**Instructions for the task:** Collect each line of the records below that contains the string "surface". Matching is case-sensitive.

---- Extracted material

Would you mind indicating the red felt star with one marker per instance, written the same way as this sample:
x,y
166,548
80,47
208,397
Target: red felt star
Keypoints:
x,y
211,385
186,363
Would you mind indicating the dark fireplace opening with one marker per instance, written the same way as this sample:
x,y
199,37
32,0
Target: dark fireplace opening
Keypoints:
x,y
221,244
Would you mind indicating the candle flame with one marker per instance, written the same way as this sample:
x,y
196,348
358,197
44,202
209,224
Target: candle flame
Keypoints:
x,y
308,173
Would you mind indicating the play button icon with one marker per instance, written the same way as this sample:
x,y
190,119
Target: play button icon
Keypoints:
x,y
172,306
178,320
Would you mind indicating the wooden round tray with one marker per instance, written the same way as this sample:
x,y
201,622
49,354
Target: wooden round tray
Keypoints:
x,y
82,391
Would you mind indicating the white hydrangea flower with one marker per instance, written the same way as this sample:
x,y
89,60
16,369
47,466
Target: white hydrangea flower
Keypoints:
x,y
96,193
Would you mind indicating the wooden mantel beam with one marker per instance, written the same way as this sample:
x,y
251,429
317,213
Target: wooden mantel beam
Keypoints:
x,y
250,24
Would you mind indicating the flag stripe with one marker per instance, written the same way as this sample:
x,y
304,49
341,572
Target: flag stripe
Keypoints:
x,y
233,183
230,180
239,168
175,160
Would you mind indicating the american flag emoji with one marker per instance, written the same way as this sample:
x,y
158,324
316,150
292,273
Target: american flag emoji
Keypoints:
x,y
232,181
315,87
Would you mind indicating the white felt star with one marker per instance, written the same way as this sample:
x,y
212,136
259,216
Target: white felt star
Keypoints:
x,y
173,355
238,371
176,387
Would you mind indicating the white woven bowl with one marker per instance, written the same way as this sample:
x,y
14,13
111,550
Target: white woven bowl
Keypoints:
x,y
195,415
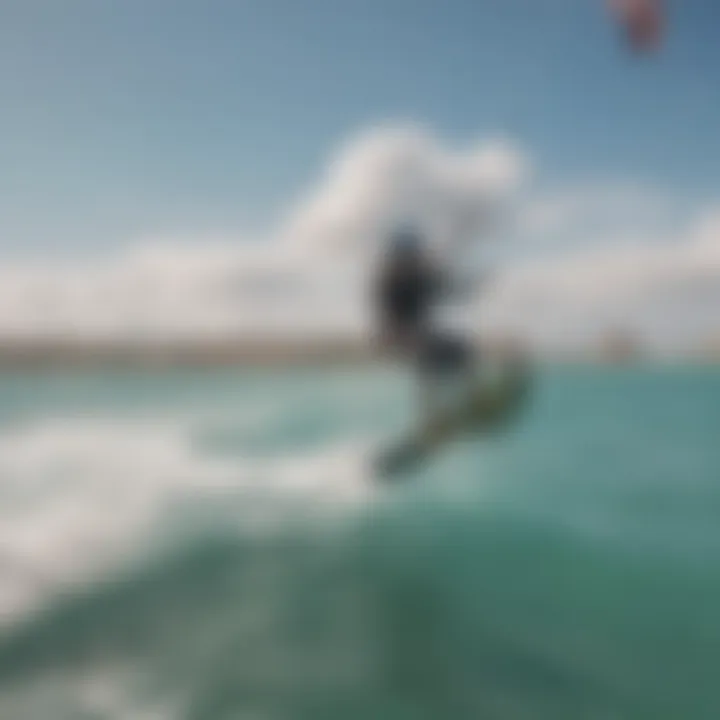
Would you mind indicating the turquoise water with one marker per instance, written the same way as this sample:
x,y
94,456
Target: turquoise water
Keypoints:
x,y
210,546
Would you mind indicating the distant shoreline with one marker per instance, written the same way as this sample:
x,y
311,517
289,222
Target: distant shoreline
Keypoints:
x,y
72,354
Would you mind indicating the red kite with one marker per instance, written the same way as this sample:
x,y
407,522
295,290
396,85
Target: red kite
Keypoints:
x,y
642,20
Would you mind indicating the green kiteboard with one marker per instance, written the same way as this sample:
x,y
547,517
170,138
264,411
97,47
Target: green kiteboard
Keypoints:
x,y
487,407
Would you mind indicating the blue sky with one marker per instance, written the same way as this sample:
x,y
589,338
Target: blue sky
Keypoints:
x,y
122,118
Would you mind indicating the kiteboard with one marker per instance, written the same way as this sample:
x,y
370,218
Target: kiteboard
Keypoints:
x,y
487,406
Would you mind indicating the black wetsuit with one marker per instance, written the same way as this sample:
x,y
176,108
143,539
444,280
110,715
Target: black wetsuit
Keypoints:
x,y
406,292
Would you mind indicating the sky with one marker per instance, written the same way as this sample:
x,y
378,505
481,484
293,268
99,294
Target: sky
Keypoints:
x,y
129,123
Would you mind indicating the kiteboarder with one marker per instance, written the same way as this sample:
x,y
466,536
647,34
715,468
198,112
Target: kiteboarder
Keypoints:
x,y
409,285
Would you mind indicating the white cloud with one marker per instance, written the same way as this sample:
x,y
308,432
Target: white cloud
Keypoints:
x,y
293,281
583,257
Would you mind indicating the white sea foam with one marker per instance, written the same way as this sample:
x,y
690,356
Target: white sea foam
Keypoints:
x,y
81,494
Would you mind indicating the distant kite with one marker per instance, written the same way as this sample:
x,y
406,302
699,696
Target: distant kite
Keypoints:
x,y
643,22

--------
---- Extracted material

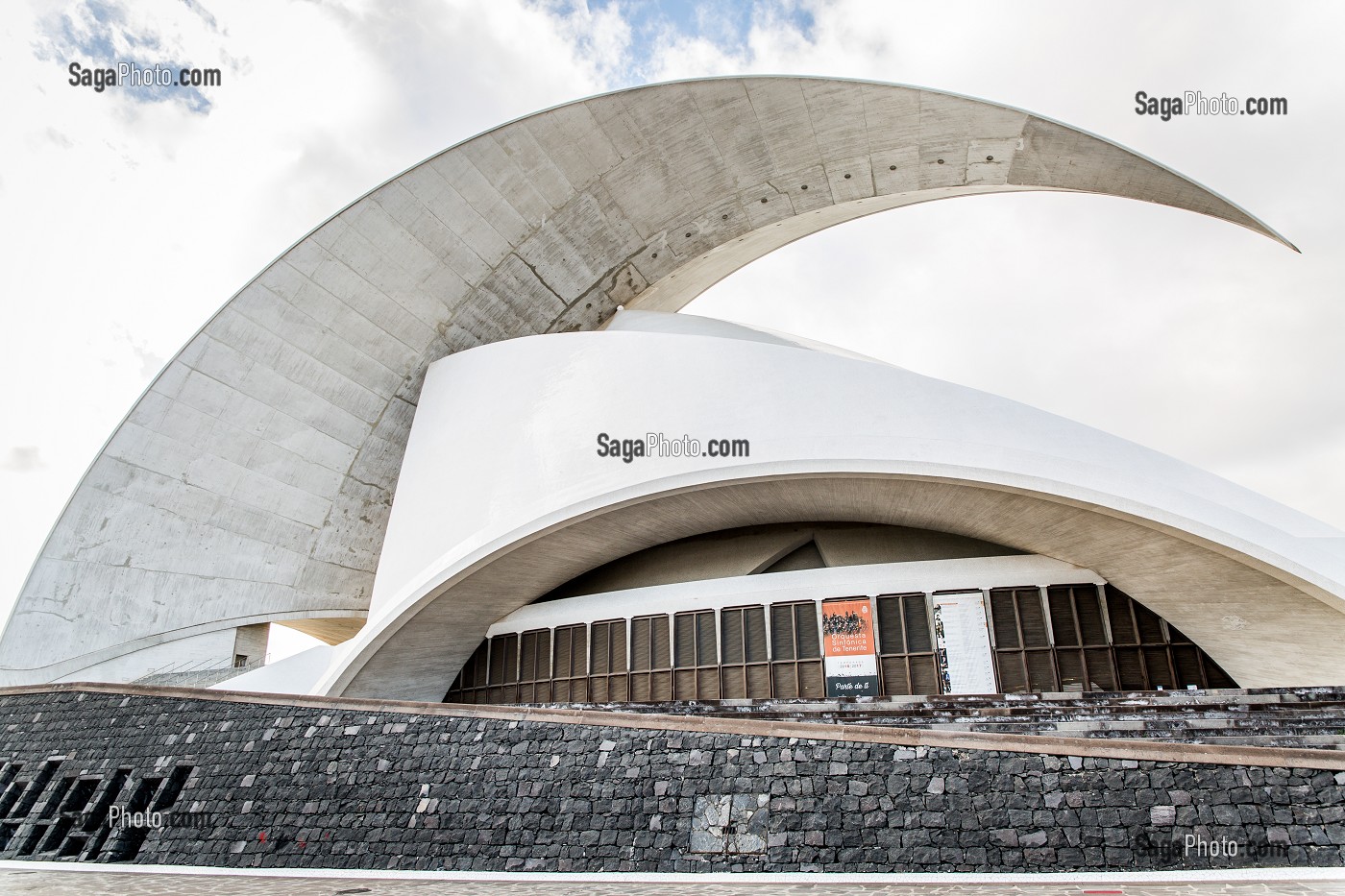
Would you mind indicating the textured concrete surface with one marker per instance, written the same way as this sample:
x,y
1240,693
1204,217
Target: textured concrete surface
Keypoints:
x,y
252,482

--------

**Answer to this exercise:**
Would you mind indicating the textured concrete surface with one marker per instance, written the same way as this sample:
Target: textured concrete surface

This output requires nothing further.